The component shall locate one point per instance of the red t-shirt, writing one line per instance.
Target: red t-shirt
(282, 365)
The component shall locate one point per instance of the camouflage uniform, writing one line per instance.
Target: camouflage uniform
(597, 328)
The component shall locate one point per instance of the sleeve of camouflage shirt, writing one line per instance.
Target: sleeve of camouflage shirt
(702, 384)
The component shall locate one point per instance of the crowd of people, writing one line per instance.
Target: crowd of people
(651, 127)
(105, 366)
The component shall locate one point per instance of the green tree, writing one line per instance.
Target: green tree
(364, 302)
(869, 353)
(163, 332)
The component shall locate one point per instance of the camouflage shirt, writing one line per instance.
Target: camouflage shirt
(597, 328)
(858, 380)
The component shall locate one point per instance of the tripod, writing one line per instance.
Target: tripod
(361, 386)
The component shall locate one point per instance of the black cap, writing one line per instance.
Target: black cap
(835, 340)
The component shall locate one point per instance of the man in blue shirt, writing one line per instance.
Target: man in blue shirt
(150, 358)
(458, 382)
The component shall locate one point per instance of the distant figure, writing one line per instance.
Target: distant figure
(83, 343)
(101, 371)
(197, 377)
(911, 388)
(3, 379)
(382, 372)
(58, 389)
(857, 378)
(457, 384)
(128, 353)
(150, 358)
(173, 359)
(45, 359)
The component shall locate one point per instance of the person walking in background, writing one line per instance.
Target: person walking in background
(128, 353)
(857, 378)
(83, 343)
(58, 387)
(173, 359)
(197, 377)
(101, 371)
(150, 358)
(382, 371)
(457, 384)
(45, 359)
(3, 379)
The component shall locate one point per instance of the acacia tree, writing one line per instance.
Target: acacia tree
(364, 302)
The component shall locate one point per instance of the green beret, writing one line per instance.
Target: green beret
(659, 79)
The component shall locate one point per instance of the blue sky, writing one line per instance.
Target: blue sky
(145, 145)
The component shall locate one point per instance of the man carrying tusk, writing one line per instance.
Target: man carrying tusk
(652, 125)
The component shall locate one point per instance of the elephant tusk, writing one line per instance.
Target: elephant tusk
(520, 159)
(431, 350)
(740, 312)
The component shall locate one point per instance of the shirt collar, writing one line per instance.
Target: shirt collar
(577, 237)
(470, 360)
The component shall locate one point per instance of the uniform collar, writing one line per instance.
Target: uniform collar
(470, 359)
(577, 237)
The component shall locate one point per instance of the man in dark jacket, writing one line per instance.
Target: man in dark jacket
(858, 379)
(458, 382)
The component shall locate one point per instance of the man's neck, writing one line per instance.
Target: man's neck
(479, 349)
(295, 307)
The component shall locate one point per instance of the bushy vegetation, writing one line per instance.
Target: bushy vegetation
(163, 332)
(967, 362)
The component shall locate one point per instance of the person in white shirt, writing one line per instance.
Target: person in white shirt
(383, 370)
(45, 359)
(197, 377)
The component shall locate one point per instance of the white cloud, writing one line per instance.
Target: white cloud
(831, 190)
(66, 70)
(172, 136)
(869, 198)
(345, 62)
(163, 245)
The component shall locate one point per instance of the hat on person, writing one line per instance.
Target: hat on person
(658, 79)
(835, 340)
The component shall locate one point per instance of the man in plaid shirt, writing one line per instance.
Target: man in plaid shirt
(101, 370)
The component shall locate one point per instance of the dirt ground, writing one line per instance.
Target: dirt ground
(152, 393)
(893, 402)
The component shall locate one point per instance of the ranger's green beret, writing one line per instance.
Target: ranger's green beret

* [Directions]: Type the material above out again, exactly.

* [Task result]:
The component shall locate one point per instance of the red t-shirt, writing one line per instance.
Target: red t-shirt
(282, 365)
The component shall locate one point per instance of the camouflage uniform, writing one line per instance.
Target: camouflage uniform
(597, 328)
The component shall locate one point per instance of the sleeve of camouflage shirt, writing one line per instance.
Target: sleeve of camouflage shirt
(702, 384)
The component shall locate one point per instance of the crowd of people, writing one line per instance.
Target: crowd of people
(651, 127)
(105, 366)
The component shall locate one point per instance of the green tree, writing one line per instance.
Target: green tree
(364, 302)
(869, 353)
(163, 332)
The component shall locate one point per instance of the camouflage shirt, writing one line per instance.
Target: camouflage shirt
(597, 328)
(858, 380)
The component shall locate one point per instance of the tripod, writing one line per instance.
Target: tripod
(361, 386)
The component shall locate one point per instance of the black cap, writing one line per instance.
Target: black cap
(835, 340)
The component shall locate one point per instance of the man in blue shirt, writing one line per instance.
Target: man in blue shirt
(150, 358)
(458, 382)
The component shall locate one point per instance of the distant figure, writing one line per instance.
Target: distant figure
(83, 343)
(101, 371)
(197, 377)
(911, 388)
(3, 379)
(382, 372)
(58, 389)
(857, 378)
(457, 384)
(128, 353)
(150, 358)
(173, 359)
(45, 359)
The component shall locate one point per instance of the person walking in background, writing one line per instance.
Target: person walking in background
(128, 353)
(857, 378)
(83, 343)
(58, 387)
(173, 359)
(197, 377)
(101, 371)
(150, 358)
(382, 371)
(457, 384)
(45, 359)
(3, 379)
The component shall locate one point per instance of the acacia tree, writing one line per instance.
Target: acacia tree
(364, 302)
The component shall locate one point per instance of the green beret, writing one line per instance.
Target: green beret
(659, 79)
The component shall locate one point per instance of the blue sky, writing one line per instance.
Target: blue sky
(145, 145)
The component shall locate one point per instance of the man carrying tusk, writing one line per instance.
Target: man carrying tusk
(652, 125)
The component shall locate one point per instance of the elephant tusk, writing one line per instance.
Target: elephant tusk
(520, 159)
(431, 350)
(740, 312)
The component shall locate one point per instance of the shirt collar, writing one line per instance.
Target: shirt collar
(577, 237)
(470, 360)
The component shall locate one point per instance of the uniform collar, writing one line per instance.
Target: uniform collar
(470, 359)
(577, 237)
The component shall locate one point per instance of the man in dark jacket, writing one line per instance.
Target: man in dark jacket
(858, 379)
(458, 382)
The component shall locate one point per instance of the man's neck, writing one line per instance.
Target: man's neck
(479, 349)
(295, 307)
The component shall locate one point per instance of the bushy vegetation, writing one line per instance.
Target: bushy vegetation
(163, 332)
(967, 362)
The component shall locate one point per instance of the person in white shirt, writing one line per instance.
Target: person in white shirt
(383, 370)
(45, 359)
(197, 377)
The component shall locate one point per instance of the white cloud, writing one line per instance.
Target: white cloud
(831, 190)
(66, 70)
(172, 136)
(869, 198)
(345, 62)
(163, 245)
The component shall locate one point per instance of the hat on person, writing one line per instance.
Target: hat on person
(658, 79)
(835, 340)
The component shall locate one point per instance of the man in plaid shirt, writing one line per instance.
Target: man in plaid shirt
(101, 370)
The component shall locate one point per instance of the dirt ground, writing one line per instance.
Target: dirt ground
(152, 393)
(893, 402)
The component shall locate one point per instance of the ranger's green beret, writing one line per instance.
Target: ranger's green beret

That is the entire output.